# Input data start

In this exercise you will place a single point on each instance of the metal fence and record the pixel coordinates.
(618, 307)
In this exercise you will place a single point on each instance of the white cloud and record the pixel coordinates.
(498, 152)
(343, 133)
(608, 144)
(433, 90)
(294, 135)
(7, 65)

# Input data end

**Stated exercise**
Rewrite all the records with "single point" swapped for "single dot" and everything else unchanged.

**Solution below**
In this exercise you will place a single dot on each instance of the metal fence and record the pixel coordinates.
(618, 307)
In this exercise you will place a single dot on each instance of the white cloud and record the pixel coordinates.
(498, 152)
(343, 133)
(608, 144)
(433, 90)
(294, 135)
(7, 65)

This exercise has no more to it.